- Written exercise
Reproduce every line of the data below word for word.

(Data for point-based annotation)
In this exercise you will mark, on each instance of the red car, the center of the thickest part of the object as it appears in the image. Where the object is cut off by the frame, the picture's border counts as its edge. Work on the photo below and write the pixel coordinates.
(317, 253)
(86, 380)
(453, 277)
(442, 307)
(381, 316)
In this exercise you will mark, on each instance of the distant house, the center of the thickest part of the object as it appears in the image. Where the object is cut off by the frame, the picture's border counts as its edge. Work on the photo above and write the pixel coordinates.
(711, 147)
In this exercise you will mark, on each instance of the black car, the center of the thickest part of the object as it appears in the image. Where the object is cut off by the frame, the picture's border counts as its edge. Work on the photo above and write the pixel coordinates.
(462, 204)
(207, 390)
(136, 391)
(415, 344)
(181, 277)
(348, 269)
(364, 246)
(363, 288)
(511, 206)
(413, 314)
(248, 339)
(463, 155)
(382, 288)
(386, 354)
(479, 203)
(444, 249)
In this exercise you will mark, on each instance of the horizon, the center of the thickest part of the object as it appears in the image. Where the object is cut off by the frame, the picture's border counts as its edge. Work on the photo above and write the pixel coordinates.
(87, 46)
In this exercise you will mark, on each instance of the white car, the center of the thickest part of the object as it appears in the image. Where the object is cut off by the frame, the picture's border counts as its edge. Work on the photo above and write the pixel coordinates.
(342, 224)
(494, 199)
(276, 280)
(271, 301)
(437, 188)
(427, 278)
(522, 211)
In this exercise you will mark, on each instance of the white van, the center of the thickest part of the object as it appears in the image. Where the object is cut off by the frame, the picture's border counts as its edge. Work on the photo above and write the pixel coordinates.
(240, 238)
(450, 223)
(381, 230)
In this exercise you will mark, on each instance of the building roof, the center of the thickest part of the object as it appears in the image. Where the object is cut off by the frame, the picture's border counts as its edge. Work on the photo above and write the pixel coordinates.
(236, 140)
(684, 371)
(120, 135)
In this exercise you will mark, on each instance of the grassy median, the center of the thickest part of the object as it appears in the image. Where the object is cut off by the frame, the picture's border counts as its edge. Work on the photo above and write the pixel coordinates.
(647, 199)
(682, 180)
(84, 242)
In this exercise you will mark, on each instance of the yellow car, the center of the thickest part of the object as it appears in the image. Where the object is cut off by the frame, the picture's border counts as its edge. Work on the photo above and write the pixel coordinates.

- Complete output
In this exercise you will mark, on each instance of the red car, the center of the thickest part of the object as it appears in the image. Where the object is cut off by the frame, the picture's border counts as its edge. Work on the photo below and write the pixel coordinates.
(317, 253)
(86, 380)
(453, 277)
(442, 307)
(381, 316)
In this exercise you will mark, on each instance of the distant house, the center of the thickest part of the object as it appears in the image. Where the object is cut off by the frame, the picture's border counts as its edge. Work on the photo above and write the pixel coordinates.
(711, 147)
In this exercise you will mark, on each instance of the black car, the center of the thickest part of the object as it appears in the image. Where the object is cut off by the frame, the picture's border counts as its edge. Work on the photo above and write the pixel coordinates.
(462, 204)
(207, 390)
(136, 391)
(415, 344)
(181, 277)
(348, 269)
(364, 246)
(363, 288)
(511, 206)
(413, 314)
(248, 339)
(463, 155)
(382, 288)
(386, 354)
(479, 203)
(444, 249)
In this exercise you will mark, on each instance of the horizon, the center of the thickest part of the object as it appears in the image. Where the object is cut off by the frame, the picture's border counts as its edge. Work on the photo above and write the pixel coordinates.
(87, 46)
In this exercise you will mark, on each instance of the white car, the center of the thickest part of the object as it appears in the image. Where the object is cut off by the frame, the picture's border counts as its edge. Work on the photo above and write the pixel coordinates.
(342, 224)
(494, 199)
(276, 280)
(271, 301)
(437, 188)
(427, 278)
(522, 211)
In this exercise you will mark, on each instance of the white van, the center of the thickest part of the object as it appears in the image. Where the object is cut off by the frame, the picture's border counts as its edge. Work on the photo above and write the pixel coordinates.
(240, 238)
(450, 223)
(381, 230)
In this exercise you will mark, on each instance of the building roof, the center of the thickest part of the object as it appears in the image. Where the object is cut off by the frame, the picture's border counts as its edge. Work on the photo above and write the pixel coordinates.
(236, 140)
(684, 371)
(120, 135)
In this exercise you will mark, on each instance of the grassy median, the center of the thickest part of the object as it appears in the image. Where the object is cut off by the frame, the picture's border counts as its edge. Work on the photo above and write the pixel coordinates.
(647, 199)
(682, 180)
(84, 242)
In this exercise you will mark, on each instance of the yellow car, the center of the thickest part of the object as it appears in the image. Where the object is cut off by the frame, the picture's border counts as its edge. Work on the photo above and write the pixel coordinates.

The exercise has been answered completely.